:: Document excerpt

Where do we stand on benchmarking the D-Wave 2? - ashutoshs11
https://plus.google.com/+QuantumAILab/posts/DymNo8DzAYi
======
foobarqux
From Scott Aaronson:

> If one considers only the ~10% of instances on which the D-Wave machine does
> best, then the machine does do slightly better on those instances than
> simulated annealing does. (Conversely, simulated annealing does better than
> the D-Wave machine on the ~75% of instances on which it does best.)
> Unfortunately, no one seems to know how to characterize the instances on
> which the D-Wave machine will do best: one just has to try it and see what
> happens! And of course, it’s extremely rare that two heuristic algorithms
> will succeed or fail on exactly the same set of instances: it’s much more
> likely that their performances will be correlated, but imperfectly. So it’s
> unclear, at least to me, whether this finding represents anything other than
> the “noise” that would inevitably occur even if one classical algorithm were
> pitted against another one.

::::
:: Information given

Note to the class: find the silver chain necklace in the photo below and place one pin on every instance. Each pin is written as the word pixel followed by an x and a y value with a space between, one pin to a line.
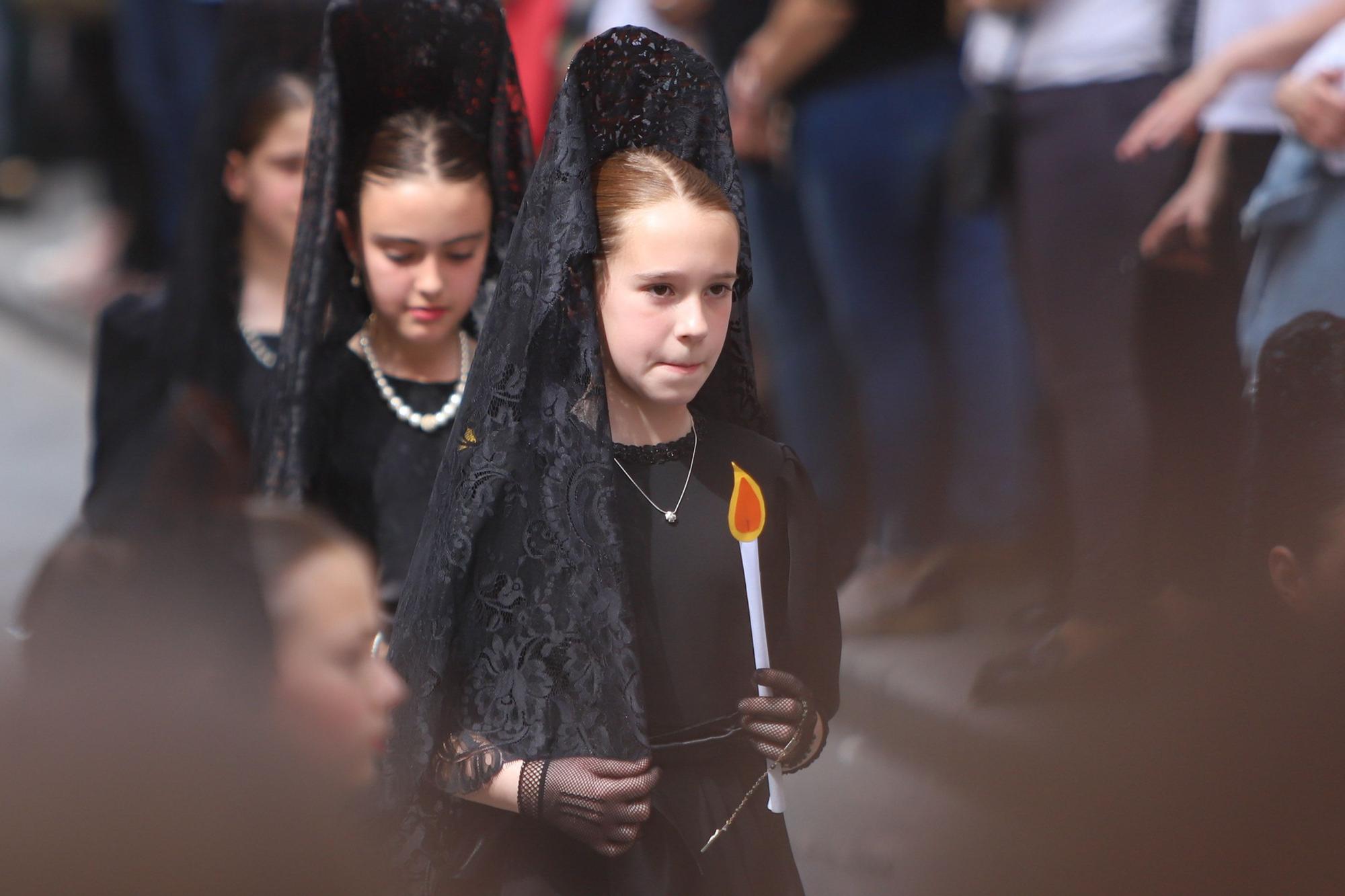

::::
:: Information given

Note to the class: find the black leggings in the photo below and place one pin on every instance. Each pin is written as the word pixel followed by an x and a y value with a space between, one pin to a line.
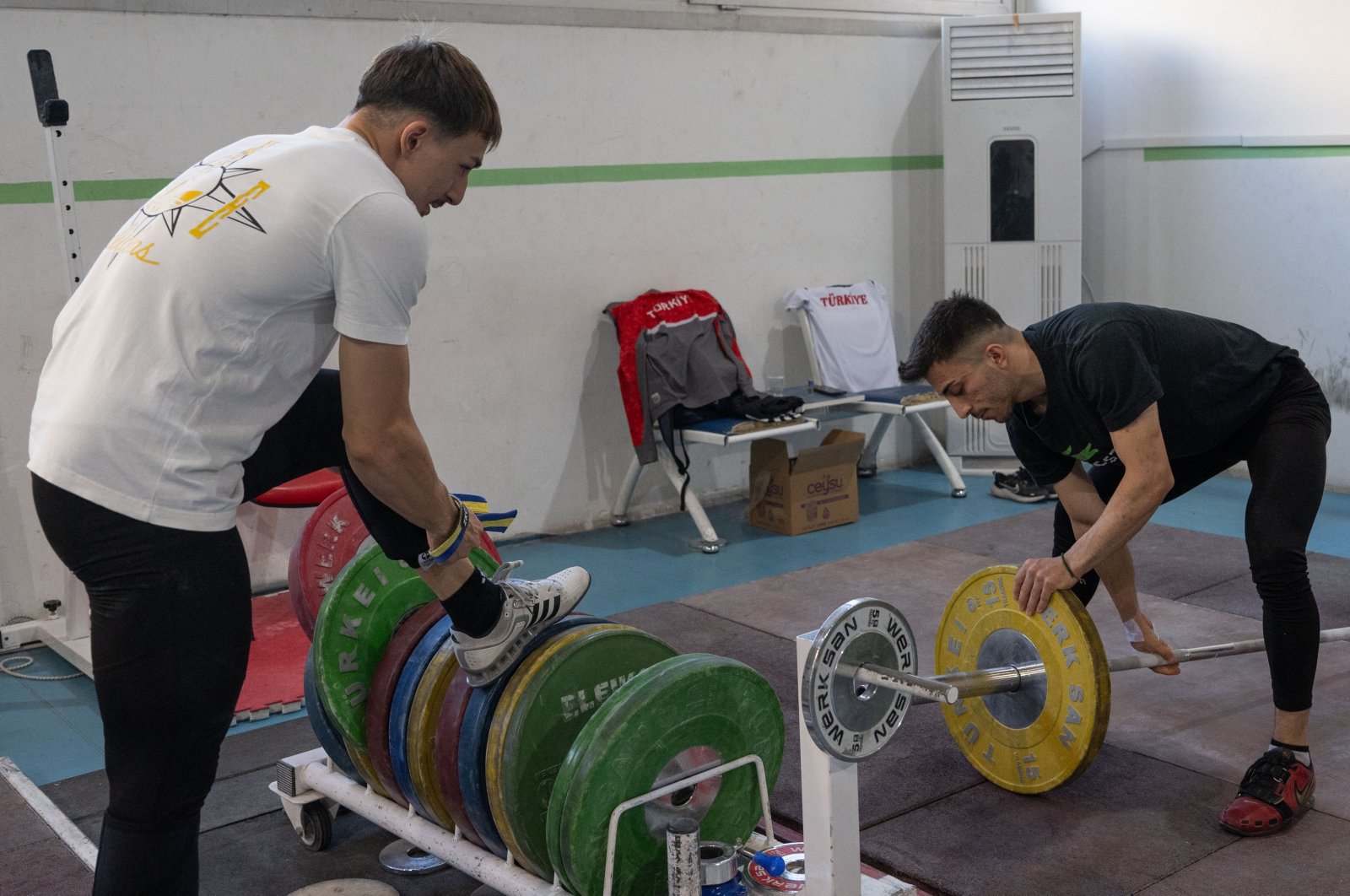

::::

To do:
Pick up the forum thread on benchmarking the D-Wave 2 right after its final line and carry the discussion further.

Task answer:
He continues:

> However, I neglected to mention that even the slight “speedup” on ~10% of
> instances, only appears when one looks at the “quantiles of ratio”: in other
> words, when one plots the probability distribution of [Simulated annealing
> time / D-Wave time] over all instances, and then looks at (say) the ~10% of
> the distribution that’s best for the D-Wave machine. The slight speedup
> disappears when one looks at the “ratio of quantiles”: that is, when one
> (say) divides the amount of time that simulated annealing needs to solve its
> best 10% of instances, by the amount of time that the D-Wave machine needs
> to solve its best 10%. And Rønnow et al. give arguments in their paper that
> ratio of quantiles is probably the more relevant performance comparison than
> quantiles of ratio. (Incidentally, the slight speedup on a few instances
> also only appears for certain values of the parameter r, which controls how
> many possible settings there are for each coupling. Apparently it appears
> for r=1, but disappears for r=3 and r=7—thereby heightening one’s suspicion
> that we’re dealing with an artifact of the minimum annealing time or
> something like that, rather than a genuine speedup.)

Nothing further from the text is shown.